### Work to do
[a] According to the carbon tax article, where does George Hoberg specialize in environmental and natural resource policy?
[b] Reproduce the carbon tax article from "Conservative Leader Andrew" up to and including "is more complicated.", substituting "waiver" for "exemption".
[c] Proceed with the carbon tax article, picking up immediately after its final sentence.

### Document section ###

TORONTO -- Drowned out by the cross-talk of Monday’s leaders’ debate was an accusation that Liberal Leader Justin Trudeau seemed to have no response to.

Conservative Leader Andrew Scheer hit him with it twice.

“[Trudeau] has granted a massive exemption to the country's largest emitters,” Scheer said about 30 minutes into the debate.

“You have given a massive exemption to the country’s largest polluters,” he later said again to the Liberal leader.

NDP Leader Jagmeet Singh also repeated the claim that Trudeau’s Liberals are currently granting a carbon tax exemption to the country’s big polluters.

While Trudeau seemed to have no counterpoint, some climate policy experts are taking issue with the claim. They say no, there is no “exemption” for big polluters — but explaining the system is more complicated.

How does the carbon tax work?

“The important thing about the Trudeau carbon pricing plan is that there are two separate systems: one for regular consumers of fuels and one for big polluters,” says George Hoberg, who specializes in environmental and natural resource policy at the University of British Columbia.

### Raw data ###

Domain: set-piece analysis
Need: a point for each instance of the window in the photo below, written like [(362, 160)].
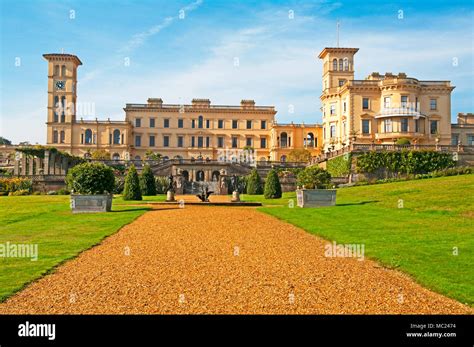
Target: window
[(433, 127), (220, 142), (116, 137), (365, 103), (88, 136), (404, 125), (404, 101)]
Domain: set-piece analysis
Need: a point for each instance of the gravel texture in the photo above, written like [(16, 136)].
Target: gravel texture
[(221, 260)]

###

### Exercise responses
[a] The University of British Columbia.

[b]
Conservative Leader Andrew Scheer hit him with it twice.

“[Trudeau] has granted a massive waiver to the country's largest emitters,” Scheer said about 30 minutes into the debate.

“You have given a massive waiver to the country’s largest polluters,” he later said again to the Liberal leader.

NDP Leader Jagmeet Singh also repeated the claim that Trudeau’s Liberals are currently granting a carbon tax waiver to the country’s big polluters.

While Trudeau seemed to have no counterpoint, some climate policy experts are taking issue with the claim. They say no, there is no “waiver” for big polluters — but explaining the system is more complicated.

[c]
To simplify the first system, regular consumers and small businesses pay a carbon tax on fuels, and households get money back in the form of a rebate based on their income. But the carbon tax is applied differently for industry.

“The system for big polluters is actually quite complex,” Hoberg says. “It taxes big polluters at the same rate as regular consumers but then returns to them an ‘output-based subsidy’ that is either 80 per cent or 90 per cent of the amount that they pay.”

To determine how much carbon tax a business will pay, the government first looks at the average emissions intensity across the industry. In general, the business will be given emissions credits equal to 80 per cent of whatever that average rate is (for a few specific industries, that rate is 90 per cent).

Jennifer Winter, the director of energy and environmental policy at the University of Calgary’s School of Public Policy, lays out an example.

Let’s say a business produces widgets, and that across the sector, the average carbon emissions intensity is 420 tonnes per widget. That business will receive a credit for 80 per cent of 420 tonnes for every widget it produces, regardless of how many emissions it actually puts out per widget.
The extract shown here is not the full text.